> [Goal A] Can you write out the rows word for word, from the first line of the rows up to and including the line containing "143], [200, 97]]"?

We were pretty determined we would be a Disney-free home and have failed utterly (in part because of gifts from American relatives, in part our own doing). Our two-year-old daughter is completely into being a Princess in the Disney style. She loves the Little Mermaid (her Ariel doll is an absolute favourite) and Barbie (again she has a doll, which she calls Blondie). However, it is only part of a broader range of toys she loves, including Mega blocks and kicking a soccer ball.

I grew up in an all-boy household so I am getting a whole new insight into how the female mind is shaped from an early age. I am reasonably relaxed with it at the moment but it's something we need to manage going forward (for example, we are firmly of the no to Bratz view as well). 

One plus side with the Princess obsession, is that when my wife puts on a nice dress, my daugher usually says, "Mummy, you look like a princess", which is lovely.


----------



## asc (Oct 7, 2008)

Christusregnat said:


> Zenas said:
> 
> 
> > The Little Mermaid was vital for my development as a person.



As i recall, it was an excellent movie with some Christian themes: falling into temptation, consequences for not listening to your parent, redemption by the Father sacrificing himself, triumph of good over evil, etc.


----------



## Backwoods Presbyterian (Oct 7, 2008)

_Most_ Disney movies are fine for kids. Especially the original Disney films.


----------



## VirginiaHuguenot (Oct 7, 2008)

Backwoods Presbyterian said:


> _Most_ Disney movies are fine for kids. Especially the original Disney films.



 For example, the 1960 _Swiss Family Robinson_ edition is a wholesome classic. I dunno yet about the anticipated 2009 Disney remake.


----------



## Kim G (Oct 7, 2008)

VirginiaHuguenot said:


> Backwoods Presbyterian said:
> 
> 
> > The 1960 _Swiss Family Robinson_ edition is a wholesome classic. I dunno yet about the anticipated 2009 Disney remake.
> ...


----------



## Theoretical (Oct 7, 2008)

Backwoods Presbyterian said:


> _Most_ Disney movies are fine for kids. Especially the original Disney films.





Just don't subject them to the awful _Pollyanna_.


----------



## Dwimble (Oct 7, 2008)

Our daughter is only about to turn two, and just about the only thing we let her watch right now is Jack's Big Music Show (it is GREAT, by the way) on Noggin. Although we will have no problem with occasionally letting her watch classic Disney movies, _some_ of the most recent ones, and of course the Pixar movies, we will NOT be letting her watch most of the stuff on the various Disney Channels. In some ways I think that Disney's television products are the worst, most harmful things on television for children. Virtually all adults are portrayed as bumbling buffoons, evil, or both. All children are smarter than the adults, arrogant and disrespectful, and they break any and every rule that suits them...as long as the end always justifies the means (sort of like Harry Potter).

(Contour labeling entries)
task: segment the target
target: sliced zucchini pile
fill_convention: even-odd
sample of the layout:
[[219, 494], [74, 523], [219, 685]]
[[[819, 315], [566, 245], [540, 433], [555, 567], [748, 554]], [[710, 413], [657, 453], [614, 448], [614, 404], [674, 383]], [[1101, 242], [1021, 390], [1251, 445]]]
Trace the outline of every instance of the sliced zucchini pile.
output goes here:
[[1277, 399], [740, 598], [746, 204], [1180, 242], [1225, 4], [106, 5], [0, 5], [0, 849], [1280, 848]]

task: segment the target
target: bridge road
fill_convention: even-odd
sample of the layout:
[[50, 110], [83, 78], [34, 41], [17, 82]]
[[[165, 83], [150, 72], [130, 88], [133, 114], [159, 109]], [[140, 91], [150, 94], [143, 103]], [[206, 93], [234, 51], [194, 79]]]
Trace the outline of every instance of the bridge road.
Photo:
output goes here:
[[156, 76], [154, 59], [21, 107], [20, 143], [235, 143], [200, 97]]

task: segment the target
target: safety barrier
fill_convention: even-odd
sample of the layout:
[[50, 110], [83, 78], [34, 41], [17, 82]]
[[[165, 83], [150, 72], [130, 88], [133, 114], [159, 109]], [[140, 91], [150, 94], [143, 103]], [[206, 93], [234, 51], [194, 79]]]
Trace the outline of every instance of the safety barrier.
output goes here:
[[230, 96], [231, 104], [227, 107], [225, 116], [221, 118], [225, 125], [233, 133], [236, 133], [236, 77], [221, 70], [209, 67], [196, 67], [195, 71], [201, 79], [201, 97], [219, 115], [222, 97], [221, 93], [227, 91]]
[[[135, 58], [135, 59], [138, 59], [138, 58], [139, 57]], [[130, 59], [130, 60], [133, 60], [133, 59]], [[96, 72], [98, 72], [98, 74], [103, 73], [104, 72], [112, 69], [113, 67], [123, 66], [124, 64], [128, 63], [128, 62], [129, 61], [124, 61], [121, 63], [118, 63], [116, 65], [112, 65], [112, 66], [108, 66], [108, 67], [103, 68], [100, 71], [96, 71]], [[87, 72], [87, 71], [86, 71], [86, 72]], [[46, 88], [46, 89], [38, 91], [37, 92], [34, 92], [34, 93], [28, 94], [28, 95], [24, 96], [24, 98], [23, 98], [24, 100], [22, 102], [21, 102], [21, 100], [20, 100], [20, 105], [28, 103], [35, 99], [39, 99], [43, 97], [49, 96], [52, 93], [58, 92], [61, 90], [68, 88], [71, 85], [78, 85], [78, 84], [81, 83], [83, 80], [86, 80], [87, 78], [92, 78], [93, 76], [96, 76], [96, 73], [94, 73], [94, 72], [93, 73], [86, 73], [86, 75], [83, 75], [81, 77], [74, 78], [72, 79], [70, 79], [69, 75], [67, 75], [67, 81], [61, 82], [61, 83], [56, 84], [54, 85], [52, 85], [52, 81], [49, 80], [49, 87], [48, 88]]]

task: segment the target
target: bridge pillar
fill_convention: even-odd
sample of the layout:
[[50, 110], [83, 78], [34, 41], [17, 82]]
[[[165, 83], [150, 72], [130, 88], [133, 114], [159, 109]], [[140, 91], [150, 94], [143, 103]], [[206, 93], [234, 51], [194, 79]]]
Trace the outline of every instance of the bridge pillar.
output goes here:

> [Goal B] In the Disney thread, can you give the passage from "I grew up in" up to and including "asc (Oct 7, 2008)" again, replacing "insight" with "perspective"?

> [Full answer A]
task: segment the target
target: sliced zucchini pile
fill_convention: even-odd
sample of the layout:
[[219, 494], [74, 523], [219, 685]]
[[[819, 315], [566, 245], [540, 433], [555, 567], [748, 554]], [[710, 413], [657, 453], [614, 448], [614, 404], [674, 383]], [[1101, 242], [1021, 390], [1251, 445]]]
Trace the outline of every instance of the sliced zucchini pile.
output goes here:
[[1277, 399], [740, 598], [746, 204], [1180, 242], [1225, 4], [106, 5], [0, 5], [0, 849], [1280, 848]]

task: segment the target
target: bridge road
fill_convention: even-odd
sample of the layout:
[[50, 110], [83, 78], [34, 41], [17, 82]]
[[[165, 83], [150, 72], [130, 88], [133, 114], [159, 109]], [[140, 91], [150, 94], [143, 103]], [[206, 93], [234, 51], [194, 79]]]
Trace the outline of every instance of the bridge road.
Photo:
output goes here:
[[156, 76], [154, 59], [21, 107], [20, 143], [235, 143], [200, 97]]

> [Full answer B]
I grew up in an all-boy household so I am getting a whole new perspective into how the female mind is shaped from an early age. I am reasonably relaxed with it at the moment but it's something we need to manage going forward (for example, we are firmly of the no to Bratz view as well). 

One plus side with the Princess obsession, is that when my wife puts on a nice dress, my daugher usually says, "Mummy, you look like a princess", which is lovely.


----------



## asc (Oct 7, 2008)